Return the listing below in full, with every line exactly as it is.

>> BEGIN TASK DATA

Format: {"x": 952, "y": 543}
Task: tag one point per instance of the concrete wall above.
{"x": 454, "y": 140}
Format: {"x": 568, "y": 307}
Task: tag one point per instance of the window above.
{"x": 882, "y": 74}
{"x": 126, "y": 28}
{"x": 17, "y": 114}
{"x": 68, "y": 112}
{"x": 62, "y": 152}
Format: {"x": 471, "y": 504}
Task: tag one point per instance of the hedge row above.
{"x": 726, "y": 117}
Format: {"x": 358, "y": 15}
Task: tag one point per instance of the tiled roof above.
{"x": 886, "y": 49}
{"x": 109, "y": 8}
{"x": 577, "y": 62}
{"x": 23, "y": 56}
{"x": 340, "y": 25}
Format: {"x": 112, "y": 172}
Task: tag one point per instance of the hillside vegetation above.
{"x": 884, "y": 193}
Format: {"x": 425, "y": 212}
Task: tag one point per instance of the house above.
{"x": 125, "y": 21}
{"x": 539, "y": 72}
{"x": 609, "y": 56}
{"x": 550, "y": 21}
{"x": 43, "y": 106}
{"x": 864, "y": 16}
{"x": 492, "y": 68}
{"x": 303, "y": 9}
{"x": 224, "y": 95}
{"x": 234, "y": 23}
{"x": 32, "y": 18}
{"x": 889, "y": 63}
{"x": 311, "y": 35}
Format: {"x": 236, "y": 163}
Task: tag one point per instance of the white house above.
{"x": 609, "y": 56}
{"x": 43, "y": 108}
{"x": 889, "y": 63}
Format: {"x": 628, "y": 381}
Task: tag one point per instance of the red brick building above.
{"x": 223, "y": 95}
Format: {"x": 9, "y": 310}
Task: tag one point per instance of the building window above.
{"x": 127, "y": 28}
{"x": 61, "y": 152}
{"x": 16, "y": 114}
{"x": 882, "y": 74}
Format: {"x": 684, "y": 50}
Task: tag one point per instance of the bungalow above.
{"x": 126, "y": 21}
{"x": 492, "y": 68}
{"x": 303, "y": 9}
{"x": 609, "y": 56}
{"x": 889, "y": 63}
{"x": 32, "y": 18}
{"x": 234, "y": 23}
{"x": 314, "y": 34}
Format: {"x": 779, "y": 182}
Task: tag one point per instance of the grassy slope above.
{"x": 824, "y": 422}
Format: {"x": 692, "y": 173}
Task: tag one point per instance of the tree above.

>> END TASK DATA

RESPONSE TO THE EXERCISE
Format: {"x": 952, "y": 543}
Task: tag one point per instance of the concrete wall above.
{"x": 454, "y": 140}
Format: {"x": 568, "y": 307}
Task: tag one point per instance of the window above.
{"x": 882, "y": 74}
{"x": 126, "y": 28}
{"x": 17, "y": 114}
{"x": 68, "y": 112}
{"x": 62, "y": 152}
Format: {"x": 471, "y": 504}
Task: tag one point per instance of the hedge row above.
{"x": 726, "y": 117}
Format: {"x": 358, "y": 15}
Task: tag one point per instance of the tiled roof above.
{"x": 886, "y": 49}
{"x": 109, "y": 8}
{"x": 577, "y": 62}
{"x": 23, "y": 56}
{"x": 340, "y": 25}
Format: {"x": 112, "y": 172}
Task: tag one point per instance of the hillside vegetation above.
{"x": 884, "y": 193}
Format: {"x": 425, "y": 212}
Task: tag one point per instance of the house above.
{"x": 125, "y": 21}
{"x": 539, "y": 72}
{"x": 609, "y": 56}
{"x": 550, "y": 21}
{"x": 43, "y": 106}
{"x": 864, "y": 16}
{"x": 492, "y": 68}
{"x": 303, "y": 9}
{"x": 224, "y": 95}
{"x": 234, "y": 23}
{"x": 32, "y": 18}
{"x": 889, "y": 63}
{"x": 311, "y": 35}
Format: {"x": 236, "y": 163}
Task: tag one point per instance of the white house above.
{"x": 609, "y": 56}
{"x": 43, "y": 108}
{"x": 889, "y": 63}
Format: {"x": 628, "y": 381}
Task: tag one point per instance of the red brick building above.
{"x": 223, "y": 95}
Format: {"x": 9, "y": 310}
Task: tag one point per instance of the building window above.
{"x": 127, "y": 28}
{"x": 61, "y": 152}
{"x": 16, "y": 114}
{"x": 882, "y": 74}
Format: {"x": 684, "y": 50}
Task: tag one point per instance of the bungalow above.
{"x": 126, "y": 21}
{"x": 492, "y": 68}
{"x": 303, "y": 9}
{"x": 609, "y": 56}
{"x": 889, "y": 63}
{"x": 32, "y": 18}
{"x": 234, "y": 23}
{"x": 314, "y": 34}
Format: {"x": 779, "y": 182}
Task: tag one point per instance of the grassy slope above.
{"x": 824, "y": 422}
Format: {"x": 692, "y": 173}
Task: tag one point per instance of the tree above.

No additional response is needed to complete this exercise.